[Bounding box labeling entries]
• • • • •

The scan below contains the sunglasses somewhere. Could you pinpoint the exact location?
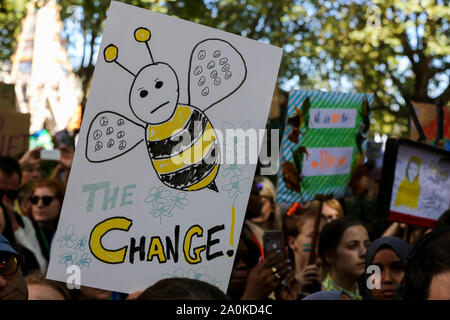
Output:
[30,196,55,206]
[0,189,19,201]
[0,253,19,276]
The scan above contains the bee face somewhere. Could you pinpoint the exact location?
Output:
[130,62,179,124]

• • • • •

:: SHORT PROBLEM ::
Locate each line of the data above that includes the word "scan", and copy those lines out in full.

:: TASK RESULT ::
The scan below contains the sunglasses somewhere. Could you pinpoint the exact location?
The scan above contains the bee face somewhere. Could you pinpoint the exact location?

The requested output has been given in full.